▶ Material to process
● ● ● ●

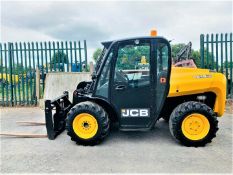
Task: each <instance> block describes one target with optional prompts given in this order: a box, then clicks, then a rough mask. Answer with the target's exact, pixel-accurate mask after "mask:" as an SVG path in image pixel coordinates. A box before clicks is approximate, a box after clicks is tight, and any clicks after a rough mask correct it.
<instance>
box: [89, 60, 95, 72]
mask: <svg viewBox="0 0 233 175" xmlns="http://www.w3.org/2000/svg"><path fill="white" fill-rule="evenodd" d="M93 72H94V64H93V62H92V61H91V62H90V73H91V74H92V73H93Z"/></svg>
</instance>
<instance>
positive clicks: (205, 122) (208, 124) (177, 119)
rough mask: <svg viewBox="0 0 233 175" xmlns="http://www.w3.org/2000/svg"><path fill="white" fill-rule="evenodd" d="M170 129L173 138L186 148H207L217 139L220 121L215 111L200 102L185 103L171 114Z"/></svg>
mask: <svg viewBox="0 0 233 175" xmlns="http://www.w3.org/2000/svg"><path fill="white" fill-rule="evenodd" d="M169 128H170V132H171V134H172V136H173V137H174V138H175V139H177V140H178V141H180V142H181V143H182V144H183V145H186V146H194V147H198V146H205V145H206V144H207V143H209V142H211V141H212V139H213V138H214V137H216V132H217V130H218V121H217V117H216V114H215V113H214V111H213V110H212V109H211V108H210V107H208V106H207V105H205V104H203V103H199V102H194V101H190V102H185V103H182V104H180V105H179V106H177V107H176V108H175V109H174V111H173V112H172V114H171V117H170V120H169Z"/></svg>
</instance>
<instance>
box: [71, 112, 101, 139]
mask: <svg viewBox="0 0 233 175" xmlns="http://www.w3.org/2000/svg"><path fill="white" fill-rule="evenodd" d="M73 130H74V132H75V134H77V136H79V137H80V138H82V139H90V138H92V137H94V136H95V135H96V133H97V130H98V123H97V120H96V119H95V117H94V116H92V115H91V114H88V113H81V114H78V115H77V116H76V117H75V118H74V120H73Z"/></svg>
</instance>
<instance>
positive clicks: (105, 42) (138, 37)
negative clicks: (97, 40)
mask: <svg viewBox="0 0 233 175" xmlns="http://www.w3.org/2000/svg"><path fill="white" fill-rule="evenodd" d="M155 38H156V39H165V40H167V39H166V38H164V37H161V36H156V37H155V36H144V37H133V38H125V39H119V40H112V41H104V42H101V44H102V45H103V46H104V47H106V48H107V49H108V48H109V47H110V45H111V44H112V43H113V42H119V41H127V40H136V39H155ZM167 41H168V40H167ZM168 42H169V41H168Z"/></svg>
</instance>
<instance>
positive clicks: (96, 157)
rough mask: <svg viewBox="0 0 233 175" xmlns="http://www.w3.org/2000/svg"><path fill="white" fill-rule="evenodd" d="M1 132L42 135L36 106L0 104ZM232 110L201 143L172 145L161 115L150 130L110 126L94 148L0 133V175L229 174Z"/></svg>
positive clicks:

● ● ● ●

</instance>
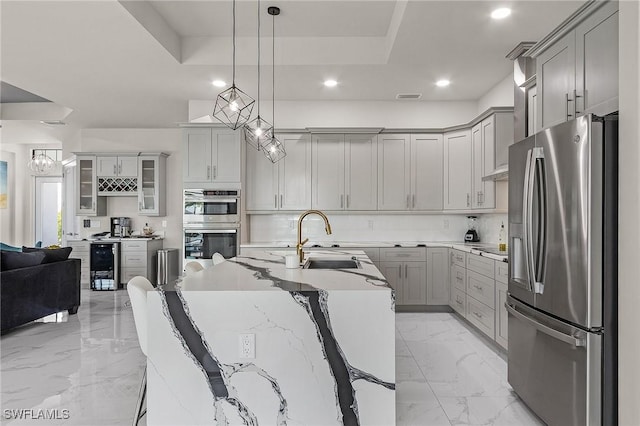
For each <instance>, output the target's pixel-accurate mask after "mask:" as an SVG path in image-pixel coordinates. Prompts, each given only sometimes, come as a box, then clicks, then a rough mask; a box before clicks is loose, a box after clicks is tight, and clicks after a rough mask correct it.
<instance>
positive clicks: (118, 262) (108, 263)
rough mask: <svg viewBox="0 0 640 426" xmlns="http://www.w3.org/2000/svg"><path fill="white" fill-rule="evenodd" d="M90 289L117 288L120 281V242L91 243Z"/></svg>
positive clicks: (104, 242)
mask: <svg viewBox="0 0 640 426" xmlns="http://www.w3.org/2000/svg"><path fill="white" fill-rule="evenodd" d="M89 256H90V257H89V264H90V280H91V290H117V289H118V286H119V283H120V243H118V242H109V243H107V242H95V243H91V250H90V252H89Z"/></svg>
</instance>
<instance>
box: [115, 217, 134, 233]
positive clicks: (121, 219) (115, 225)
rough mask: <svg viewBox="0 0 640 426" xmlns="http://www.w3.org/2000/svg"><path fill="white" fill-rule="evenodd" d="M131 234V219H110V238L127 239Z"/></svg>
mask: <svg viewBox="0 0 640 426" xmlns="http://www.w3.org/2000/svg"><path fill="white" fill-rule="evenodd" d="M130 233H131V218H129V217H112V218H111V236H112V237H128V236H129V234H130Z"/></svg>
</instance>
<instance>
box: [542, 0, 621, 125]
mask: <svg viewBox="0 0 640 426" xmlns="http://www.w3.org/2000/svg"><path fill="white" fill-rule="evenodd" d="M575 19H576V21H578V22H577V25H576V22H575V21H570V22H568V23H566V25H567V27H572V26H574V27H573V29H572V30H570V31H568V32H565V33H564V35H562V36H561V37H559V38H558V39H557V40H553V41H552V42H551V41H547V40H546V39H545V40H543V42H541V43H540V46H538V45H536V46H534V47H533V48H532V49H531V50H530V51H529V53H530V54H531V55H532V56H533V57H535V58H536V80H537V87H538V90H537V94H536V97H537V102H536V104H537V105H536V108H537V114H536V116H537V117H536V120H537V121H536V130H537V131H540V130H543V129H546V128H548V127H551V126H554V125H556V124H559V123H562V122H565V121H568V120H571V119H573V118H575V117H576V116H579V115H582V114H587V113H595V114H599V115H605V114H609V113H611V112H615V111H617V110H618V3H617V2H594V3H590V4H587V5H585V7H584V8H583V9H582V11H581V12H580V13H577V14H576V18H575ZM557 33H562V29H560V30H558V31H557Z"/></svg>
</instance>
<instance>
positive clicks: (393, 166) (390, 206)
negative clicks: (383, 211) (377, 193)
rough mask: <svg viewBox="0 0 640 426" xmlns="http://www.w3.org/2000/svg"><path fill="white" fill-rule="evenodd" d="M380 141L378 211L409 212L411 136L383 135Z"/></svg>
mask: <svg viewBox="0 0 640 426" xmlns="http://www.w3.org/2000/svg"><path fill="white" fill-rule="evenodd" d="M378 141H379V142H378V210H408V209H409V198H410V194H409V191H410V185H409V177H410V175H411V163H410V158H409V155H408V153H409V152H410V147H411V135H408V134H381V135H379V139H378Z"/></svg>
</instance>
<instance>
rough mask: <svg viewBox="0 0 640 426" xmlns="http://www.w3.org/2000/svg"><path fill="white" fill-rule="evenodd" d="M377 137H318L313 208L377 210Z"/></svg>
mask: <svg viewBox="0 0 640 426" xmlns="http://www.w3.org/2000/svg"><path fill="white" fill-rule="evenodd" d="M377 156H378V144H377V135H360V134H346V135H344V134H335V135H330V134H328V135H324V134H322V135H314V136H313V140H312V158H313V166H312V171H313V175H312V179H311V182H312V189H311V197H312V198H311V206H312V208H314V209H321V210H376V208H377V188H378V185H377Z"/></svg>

● ● ● ●

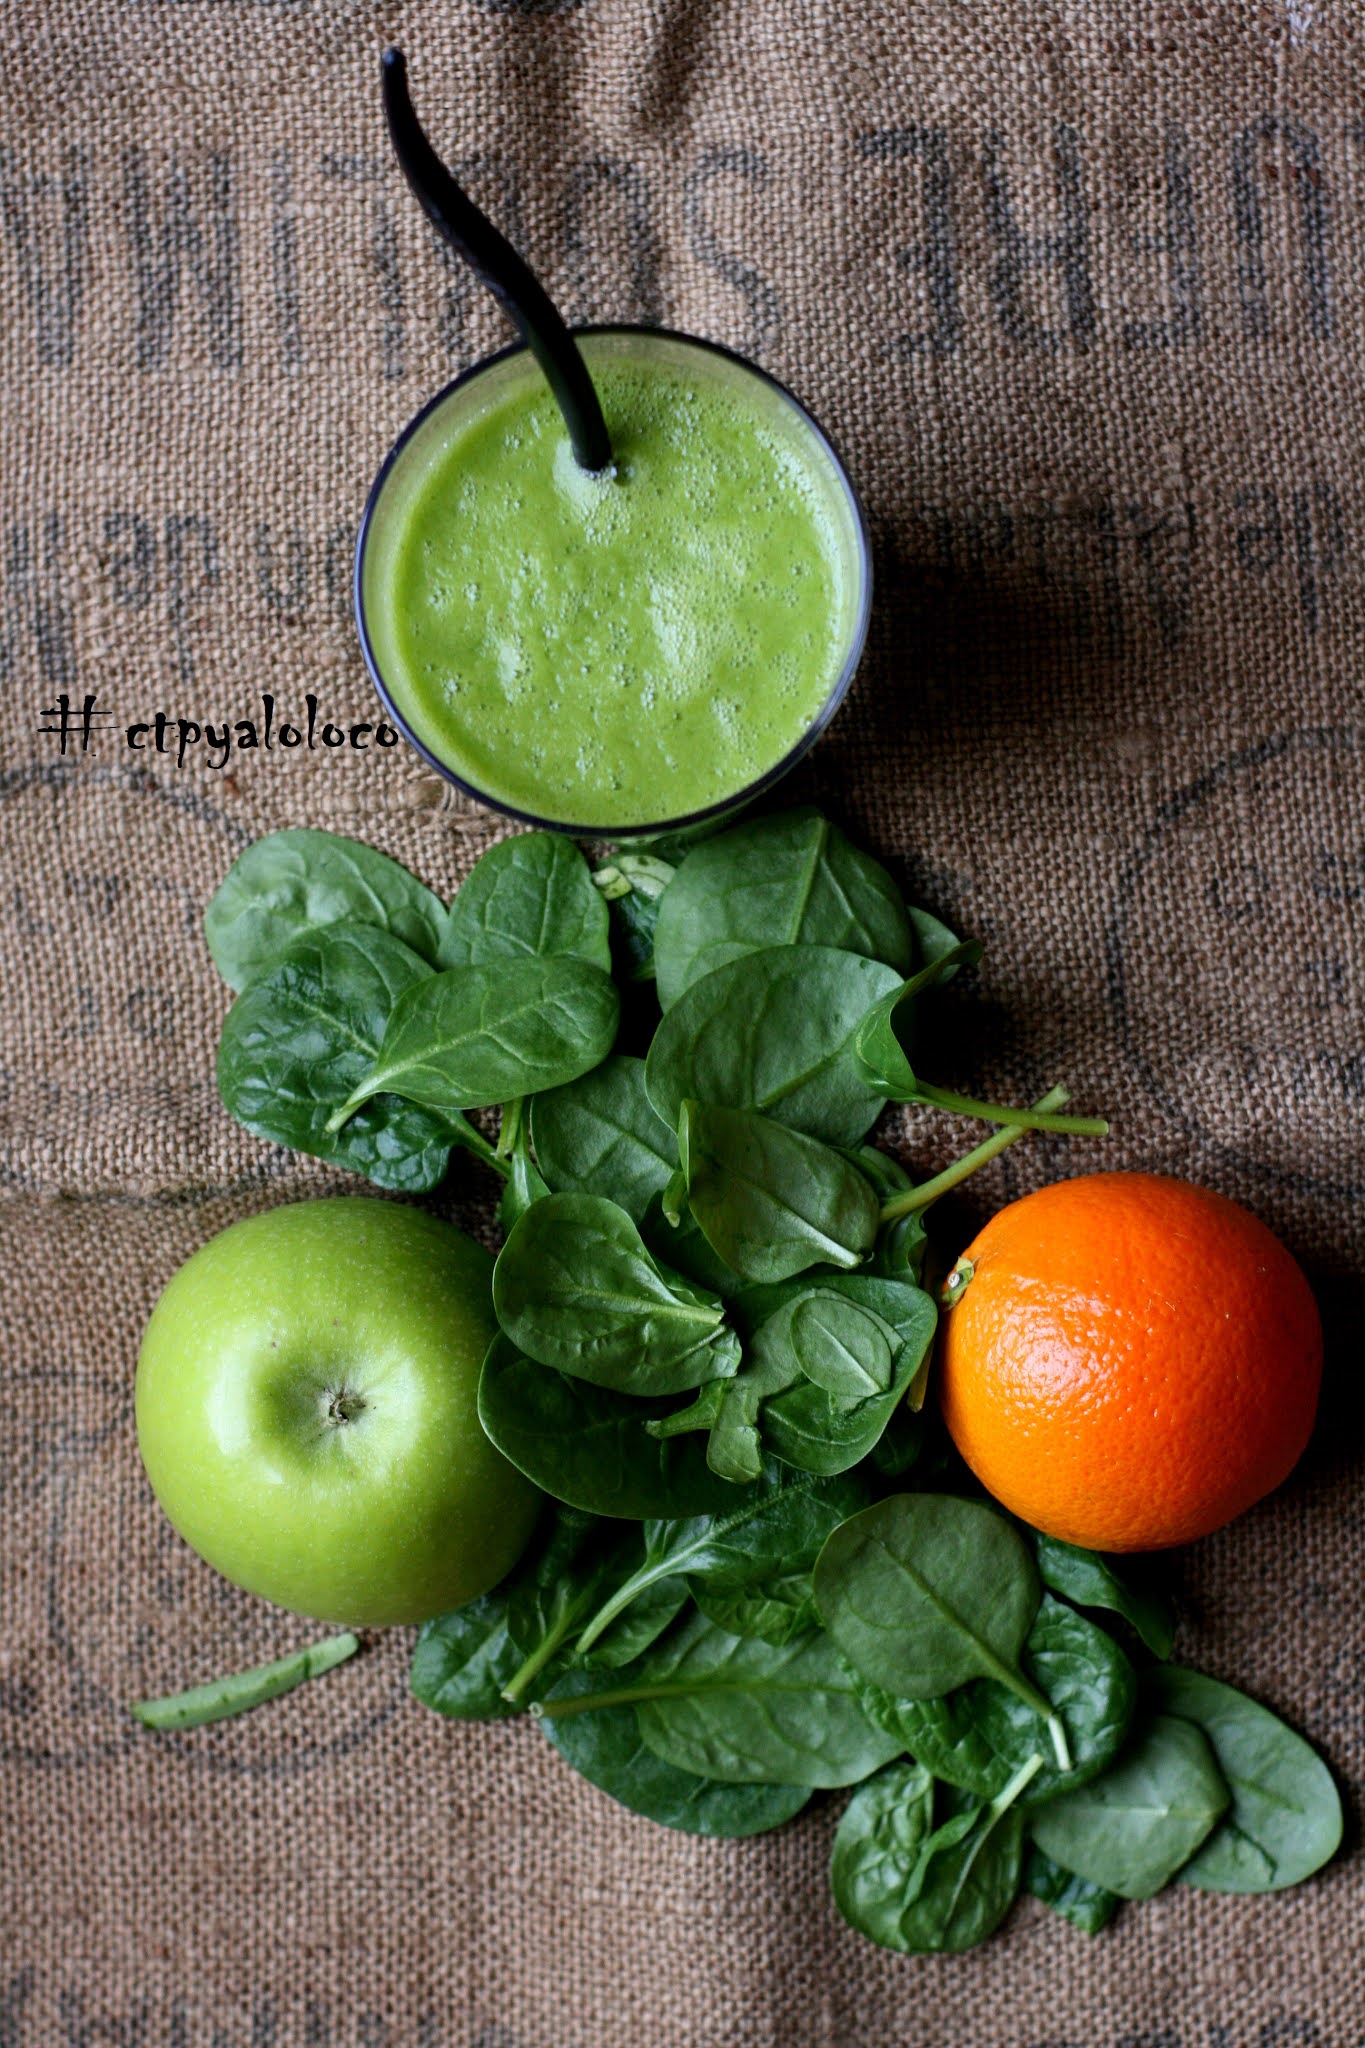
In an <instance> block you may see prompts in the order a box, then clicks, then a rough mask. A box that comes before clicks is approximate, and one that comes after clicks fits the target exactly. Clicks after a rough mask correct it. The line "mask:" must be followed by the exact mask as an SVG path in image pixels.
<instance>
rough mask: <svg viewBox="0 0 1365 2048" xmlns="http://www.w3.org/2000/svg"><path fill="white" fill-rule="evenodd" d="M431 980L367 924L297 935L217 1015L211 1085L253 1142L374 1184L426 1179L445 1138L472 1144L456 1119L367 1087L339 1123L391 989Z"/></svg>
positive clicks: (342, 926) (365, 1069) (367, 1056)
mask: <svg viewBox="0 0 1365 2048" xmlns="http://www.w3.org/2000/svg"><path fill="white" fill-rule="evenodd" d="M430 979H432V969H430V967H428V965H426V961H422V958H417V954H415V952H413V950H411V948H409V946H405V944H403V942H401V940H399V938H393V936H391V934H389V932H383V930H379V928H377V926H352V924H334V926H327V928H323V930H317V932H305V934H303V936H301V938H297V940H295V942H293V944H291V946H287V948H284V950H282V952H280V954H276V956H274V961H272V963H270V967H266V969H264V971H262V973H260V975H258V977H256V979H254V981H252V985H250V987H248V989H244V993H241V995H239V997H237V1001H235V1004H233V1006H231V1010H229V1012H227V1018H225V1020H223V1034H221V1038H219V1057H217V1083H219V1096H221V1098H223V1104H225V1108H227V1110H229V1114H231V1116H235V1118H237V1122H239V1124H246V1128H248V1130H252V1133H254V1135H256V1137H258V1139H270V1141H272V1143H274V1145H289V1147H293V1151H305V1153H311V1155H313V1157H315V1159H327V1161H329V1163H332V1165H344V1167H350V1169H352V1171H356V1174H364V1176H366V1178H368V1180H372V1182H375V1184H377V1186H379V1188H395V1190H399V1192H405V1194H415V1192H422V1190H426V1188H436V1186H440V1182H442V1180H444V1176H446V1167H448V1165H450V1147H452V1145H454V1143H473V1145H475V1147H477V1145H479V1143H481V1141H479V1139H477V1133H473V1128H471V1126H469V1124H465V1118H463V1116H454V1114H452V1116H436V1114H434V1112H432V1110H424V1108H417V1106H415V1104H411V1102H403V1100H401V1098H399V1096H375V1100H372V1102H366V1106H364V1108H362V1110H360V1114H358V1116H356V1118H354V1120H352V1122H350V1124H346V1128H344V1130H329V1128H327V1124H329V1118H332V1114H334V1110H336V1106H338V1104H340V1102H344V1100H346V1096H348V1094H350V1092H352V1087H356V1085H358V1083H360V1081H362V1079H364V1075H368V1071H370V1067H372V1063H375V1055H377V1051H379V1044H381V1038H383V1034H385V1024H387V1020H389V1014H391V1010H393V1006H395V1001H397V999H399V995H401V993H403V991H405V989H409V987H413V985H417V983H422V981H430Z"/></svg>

● ● ● ●

Count the lines in the records that contain the word "positive" with its case matched exactly, and reply with only that number.

▶ Solution below
9